### TASK INPUTS:
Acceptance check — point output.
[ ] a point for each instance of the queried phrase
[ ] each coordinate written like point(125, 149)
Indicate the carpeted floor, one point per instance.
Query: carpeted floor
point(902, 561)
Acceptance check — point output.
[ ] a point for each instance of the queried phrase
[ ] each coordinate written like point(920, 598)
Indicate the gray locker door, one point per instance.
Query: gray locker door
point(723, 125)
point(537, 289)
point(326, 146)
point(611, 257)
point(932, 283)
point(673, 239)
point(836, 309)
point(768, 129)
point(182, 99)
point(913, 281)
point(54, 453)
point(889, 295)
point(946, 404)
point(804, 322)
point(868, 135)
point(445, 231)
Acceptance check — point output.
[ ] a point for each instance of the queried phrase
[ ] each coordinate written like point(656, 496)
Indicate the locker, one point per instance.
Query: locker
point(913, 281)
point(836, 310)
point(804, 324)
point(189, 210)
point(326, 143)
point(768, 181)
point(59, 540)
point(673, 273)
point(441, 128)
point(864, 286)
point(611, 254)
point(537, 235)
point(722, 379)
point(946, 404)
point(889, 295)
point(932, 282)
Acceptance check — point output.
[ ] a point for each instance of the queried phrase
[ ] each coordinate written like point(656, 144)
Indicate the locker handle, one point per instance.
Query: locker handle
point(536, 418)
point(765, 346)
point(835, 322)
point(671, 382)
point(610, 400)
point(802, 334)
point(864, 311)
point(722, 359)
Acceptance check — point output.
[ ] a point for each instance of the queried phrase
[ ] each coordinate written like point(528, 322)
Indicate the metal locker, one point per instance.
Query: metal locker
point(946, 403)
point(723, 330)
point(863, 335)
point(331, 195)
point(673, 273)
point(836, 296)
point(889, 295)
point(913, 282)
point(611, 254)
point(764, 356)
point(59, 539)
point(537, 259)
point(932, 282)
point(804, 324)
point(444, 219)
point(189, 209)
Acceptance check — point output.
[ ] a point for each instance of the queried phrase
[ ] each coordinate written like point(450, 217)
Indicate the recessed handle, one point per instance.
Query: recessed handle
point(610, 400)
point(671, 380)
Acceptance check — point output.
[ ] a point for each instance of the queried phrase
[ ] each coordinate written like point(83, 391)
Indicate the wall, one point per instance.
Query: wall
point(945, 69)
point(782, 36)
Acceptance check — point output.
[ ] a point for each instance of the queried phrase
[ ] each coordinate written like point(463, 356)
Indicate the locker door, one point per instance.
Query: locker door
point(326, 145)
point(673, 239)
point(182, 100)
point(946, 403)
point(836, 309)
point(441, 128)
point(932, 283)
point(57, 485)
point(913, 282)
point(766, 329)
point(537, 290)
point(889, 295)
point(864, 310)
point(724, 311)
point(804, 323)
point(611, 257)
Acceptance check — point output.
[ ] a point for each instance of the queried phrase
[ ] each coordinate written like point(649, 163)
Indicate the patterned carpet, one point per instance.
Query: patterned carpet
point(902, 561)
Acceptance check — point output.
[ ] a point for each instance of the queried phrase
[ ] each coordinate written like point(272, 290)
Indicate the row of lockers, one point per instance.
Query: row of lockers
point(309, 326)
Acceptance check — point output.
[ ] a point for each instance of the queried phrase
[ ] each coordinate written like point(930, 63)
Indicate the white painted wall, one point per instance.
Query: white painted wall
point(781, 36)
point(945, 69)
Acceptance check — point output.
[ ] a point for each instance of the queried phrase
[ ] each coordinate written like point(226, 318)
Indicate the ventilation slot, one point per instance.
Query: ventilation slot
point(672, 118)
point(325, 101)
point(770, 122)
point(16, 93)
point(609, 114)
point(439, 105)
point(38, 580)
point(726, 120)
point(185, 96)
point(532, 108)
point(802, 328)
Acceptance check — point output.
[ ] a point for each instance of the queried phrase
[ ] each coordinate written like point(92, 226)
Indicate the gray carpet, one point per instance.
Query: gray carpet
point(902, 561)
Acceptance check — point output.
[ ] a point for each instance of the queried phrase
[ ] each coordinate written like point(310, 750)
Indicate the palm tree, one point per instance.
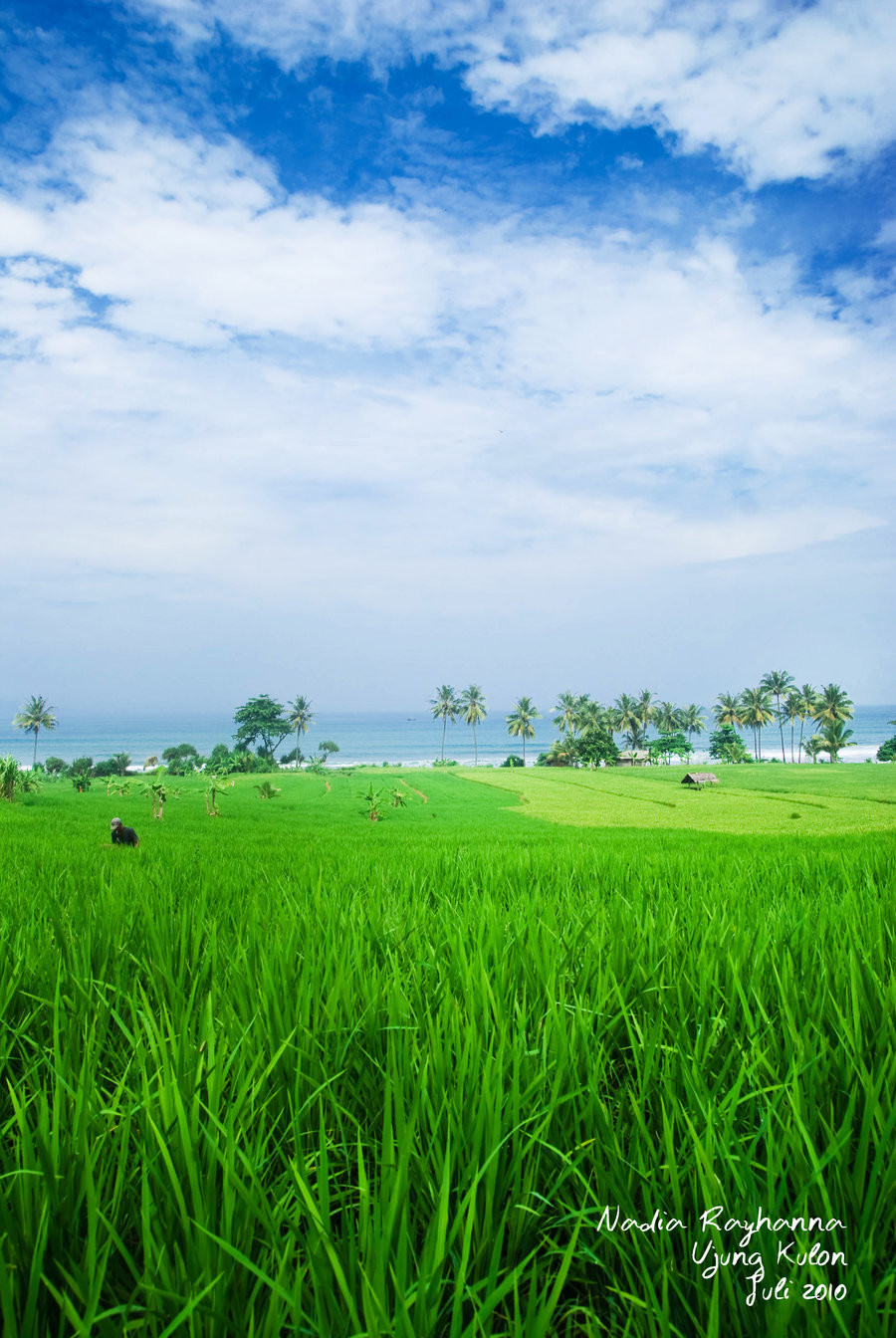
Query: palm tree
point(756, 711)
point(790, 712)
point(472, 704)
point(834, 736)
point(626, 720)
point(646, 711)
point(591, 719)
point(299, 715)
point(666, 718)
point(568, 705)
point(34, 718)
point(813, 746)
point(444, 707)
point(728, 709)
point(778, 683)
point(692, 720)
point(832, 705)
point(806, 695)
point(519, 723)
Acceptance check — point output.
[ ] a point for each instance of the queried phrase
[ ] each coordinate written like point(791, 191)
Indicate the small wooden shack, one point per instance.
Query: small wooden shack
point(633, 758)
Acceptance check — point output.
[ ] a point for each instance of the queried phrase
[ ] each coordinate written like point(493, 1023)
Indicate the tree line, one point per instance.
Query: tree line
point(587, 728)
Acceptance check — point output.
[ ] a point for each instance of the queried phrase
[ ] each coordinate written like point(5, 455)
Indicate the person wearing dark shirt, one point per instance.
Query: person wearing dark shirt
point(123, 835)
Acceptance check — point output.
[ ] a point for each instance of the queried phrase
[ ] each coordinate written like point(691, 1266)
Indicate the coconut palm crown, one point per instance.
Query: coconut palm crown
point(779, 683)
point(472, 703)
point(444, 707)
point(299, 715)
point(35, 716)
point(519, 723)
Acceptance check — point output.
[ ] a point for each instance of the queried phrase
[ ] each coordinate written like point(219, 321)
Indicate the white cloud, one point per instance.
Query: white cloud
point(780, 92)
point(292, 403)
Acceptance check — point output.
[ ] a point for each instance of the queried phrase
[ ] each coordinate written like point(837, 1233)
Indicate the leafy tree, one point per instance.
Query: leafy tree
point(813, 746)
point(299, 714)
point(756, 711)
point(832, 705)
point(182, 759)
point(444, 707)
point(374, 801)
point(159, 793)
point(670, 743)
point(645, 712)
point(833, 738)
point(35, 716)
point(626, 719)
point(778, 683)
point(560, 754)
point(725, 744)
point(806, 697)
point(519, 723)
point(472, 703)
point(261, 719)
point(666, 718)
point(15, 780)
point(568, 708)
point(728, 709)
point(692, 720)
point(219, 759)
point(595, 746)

...

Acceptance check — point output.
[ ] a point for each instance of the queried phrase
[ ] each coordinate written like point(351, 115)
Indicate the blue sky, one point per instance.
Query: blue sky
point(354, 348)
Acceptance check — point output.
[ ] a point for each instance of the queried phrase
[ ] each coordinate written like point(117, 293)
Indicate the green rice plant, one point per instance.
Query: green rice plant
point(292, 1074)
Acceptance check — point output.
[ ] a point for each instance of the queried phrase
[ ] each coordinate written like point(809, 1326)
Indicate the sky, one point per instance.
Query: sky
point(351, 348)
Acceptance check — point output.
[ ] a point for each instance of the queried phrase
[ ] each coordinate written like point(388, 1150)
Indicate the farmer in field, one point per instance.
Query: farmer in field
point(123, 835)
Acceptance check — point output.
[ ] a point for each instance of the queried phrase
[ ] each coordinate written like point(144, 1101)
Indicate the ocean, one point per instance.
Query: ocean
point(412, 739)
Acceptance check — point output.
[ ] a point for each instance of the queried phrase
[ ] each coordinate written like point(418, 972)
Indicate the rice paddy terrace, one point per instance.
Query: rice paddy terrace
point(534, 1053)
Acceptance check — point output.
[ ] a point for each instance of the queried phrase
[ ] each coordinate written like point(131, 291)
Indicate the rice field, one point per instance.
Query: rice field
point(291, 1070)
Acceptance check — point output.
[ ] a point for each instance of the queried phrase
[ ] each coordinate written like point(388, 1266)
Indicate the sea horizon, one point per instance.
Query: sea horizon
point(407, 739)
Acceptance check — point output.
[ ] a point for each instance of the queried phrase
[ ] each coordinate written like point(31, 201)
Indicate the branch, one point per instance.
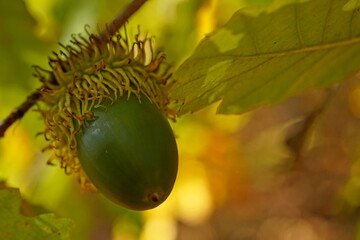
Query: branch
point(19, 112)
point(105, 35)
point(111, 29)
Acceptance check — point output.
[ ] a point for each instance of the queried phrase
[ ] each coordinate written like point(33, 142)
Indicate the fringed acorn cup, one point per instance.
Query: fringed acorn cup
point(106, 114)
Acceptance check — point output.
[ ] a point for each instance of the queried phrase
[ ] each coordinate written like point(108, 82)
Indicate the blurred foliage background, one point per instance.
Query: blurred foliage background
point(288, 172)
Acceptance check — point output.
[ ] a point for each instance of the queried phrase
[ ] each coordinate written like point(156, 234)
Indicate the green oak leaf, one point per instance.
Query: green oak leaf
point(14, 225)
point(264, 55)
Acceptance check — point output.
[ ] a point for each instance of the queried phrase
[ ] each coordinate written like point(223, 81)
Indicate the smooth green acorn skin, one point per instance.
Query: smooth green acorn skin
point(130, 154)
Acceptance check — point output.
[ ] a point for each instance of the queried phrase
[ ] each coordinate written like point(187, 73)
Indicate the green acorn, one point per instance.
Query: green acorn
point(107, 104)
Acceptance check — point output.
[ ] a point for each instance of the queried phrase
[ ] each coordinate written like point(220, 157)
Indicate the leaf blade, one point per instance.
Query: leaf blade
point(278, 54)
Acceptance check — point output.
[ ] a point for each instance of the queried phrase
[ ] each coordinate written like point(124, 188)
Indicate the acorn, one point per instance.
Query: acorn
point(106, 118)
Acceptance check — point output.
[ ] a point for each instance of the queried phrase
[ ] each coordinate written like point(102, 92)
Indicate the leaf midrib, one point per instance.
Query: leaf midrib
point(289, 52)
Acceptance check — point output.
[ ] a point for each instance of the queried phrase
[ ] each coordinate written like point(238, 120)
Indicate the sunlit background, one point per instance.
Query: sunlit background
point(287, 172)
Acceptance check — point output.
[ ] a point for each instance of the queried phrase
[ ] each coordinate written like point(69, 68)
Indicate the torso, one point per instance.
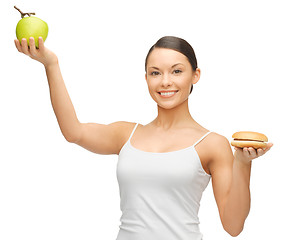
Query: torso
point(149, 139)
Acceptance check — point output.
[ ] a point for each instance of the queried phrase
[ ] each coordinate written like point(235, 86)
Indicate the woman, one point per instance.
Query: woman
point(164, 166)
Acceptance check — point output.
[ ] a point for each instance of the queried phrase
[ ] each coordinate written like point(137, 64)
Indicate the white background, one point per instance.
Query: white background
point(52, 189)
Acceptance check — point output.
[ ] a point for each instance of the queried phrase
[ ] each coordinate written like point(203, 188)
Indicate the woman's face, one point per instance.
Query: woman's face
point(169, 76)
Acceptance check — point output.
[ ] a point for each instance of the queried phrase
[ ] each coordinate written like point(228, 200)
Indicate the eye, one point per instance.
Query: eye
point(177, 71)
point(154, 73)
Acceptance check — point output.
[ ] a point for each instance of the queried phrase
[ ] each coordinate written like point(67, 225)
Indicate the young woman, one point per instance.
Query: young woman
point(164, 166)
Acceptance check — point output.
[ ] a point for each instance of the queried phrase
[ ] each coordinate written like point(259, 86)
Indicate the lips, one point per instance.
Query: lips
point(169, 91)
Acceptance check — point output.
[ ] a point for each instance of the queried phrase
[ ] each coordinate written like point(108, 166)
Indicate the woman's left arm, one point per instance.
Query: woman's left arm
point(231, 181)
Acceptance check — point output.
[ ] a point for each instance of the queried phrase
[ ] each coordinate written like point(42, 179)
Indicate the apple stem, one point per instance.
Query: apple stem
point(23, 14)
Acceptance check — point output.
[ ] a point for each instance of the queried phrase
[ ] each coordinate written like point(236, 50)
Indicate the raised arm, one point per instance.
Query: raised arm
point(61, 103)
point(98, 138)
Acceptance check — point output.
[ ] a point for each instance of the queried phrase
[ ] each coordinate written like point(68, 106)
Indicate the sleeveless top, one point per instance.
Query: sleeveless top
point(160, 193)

* * *

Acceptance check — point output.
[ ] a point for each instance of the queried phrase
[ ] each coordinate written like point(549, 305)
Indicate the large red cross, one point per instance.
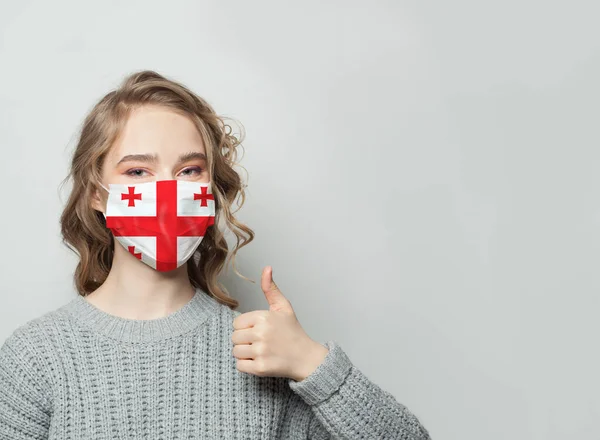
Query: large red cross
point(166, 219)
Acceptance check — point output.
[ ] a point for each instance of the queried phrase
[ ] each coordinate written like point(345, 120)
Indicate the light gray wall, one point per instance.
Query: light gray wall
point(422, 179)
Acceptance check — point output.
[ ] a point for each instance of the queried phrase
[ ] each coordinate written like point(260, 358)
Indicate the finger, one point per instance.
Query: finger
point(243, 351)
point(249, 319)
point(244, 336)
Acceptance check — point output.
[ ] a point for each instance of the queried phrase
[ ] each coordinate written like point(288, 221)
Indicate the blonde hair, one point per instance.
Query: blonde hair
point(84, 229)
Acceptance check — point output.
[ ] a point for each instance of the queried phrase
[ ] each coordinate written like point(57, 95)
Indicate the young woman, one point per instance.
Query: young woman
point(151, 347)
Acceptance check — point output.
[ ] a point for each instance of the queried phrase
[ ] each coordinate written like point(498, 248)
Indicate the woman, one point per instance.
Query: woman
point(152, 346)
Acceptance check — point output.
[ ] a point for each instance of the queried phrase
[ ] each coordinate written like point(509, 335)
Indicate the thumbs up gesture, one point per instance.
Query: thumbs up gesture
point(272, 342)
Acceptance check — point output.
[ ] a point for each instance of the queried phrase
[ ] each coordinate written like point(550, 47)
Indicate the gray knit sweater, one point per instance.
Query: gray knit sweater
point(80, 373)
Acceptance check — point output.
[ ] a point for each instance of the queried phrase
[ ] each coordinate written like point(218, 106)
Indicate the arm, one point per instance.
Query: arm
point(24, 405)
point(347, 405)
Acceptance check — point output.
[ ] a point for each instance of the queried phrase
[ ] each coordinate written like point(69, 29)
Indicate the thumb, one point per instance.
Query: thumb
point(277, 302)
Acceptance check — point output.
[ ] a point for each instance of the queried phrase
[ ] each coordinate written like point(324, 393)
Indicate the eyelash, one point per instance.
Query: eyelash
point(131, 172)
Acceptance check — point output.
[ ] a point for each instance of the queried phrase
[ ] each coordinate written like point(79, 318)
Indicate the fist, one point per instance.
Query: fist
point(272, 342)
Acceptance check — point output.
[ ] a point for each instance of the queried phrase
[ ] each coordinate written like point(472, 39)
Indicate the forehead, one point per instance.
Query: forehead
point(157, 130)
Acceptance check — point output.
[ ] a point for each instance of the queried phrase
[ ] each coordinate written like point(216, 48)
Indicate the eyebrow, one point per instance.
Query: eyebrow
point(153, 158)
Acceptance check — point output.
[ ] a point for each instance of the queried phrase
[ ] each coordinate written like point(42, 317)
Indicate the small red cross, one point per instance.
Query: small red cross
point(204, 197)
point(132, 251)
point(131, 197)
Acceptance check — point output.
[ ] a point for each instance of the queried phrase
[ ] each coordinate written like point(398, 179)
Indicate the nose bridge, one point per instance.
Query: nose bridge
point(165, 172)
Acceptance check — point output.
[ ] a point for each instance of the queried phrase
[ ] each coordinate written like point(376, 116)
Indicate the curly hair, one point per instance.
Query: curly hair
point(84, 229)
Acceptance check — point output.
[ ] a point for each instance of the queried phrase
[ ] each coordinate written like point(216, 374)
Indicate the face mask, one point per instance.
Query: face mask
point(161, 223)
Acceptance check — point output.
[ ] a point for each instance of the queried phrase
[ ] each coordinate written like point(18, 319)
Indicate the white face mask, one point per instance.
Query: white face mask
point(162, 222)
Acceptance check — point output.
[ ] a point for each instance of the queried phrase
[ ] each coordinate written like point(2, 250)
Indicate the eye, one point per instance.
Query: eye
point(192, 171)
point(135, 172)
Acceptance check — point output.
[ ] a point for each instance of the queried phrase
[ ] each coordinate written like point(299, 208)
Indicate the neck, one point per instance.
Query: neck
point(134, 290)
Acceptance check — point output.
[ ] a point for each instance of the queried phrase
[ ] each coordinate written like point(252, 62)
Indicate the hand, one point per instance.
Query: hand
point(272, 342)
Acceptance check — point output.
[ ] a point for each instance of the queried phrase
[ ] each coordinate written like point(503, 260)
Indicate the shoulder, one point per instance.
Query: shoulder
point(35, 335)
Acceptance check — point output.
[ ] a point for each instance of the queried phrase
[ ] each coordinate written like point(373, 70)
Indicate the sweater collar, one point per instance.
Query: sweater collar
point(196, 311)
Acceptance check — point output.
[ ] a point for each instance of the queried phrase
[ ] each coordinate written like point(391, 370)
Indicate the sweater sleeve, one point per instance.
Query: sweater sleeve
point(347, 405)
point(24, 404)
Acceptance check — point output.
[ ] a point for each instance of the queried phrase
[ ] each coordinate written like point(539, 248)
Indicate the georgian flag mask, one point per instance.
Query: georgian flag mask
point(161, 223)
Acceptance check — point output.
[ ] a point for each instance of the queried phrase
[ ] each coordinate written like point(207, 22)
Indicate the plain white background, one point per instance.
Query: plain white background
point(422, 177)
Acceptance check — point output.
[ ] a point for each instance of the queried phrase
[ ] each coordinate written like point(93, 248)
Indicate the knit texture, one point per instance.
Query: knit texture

### WHAT NEEDS TO BE DONE:
Which lines in the items contain the word "apple"? Copy each one.

### RESULT FOR THIS EXERCISE:
Indicate the apple stem, one point per instance.
Query: apple stem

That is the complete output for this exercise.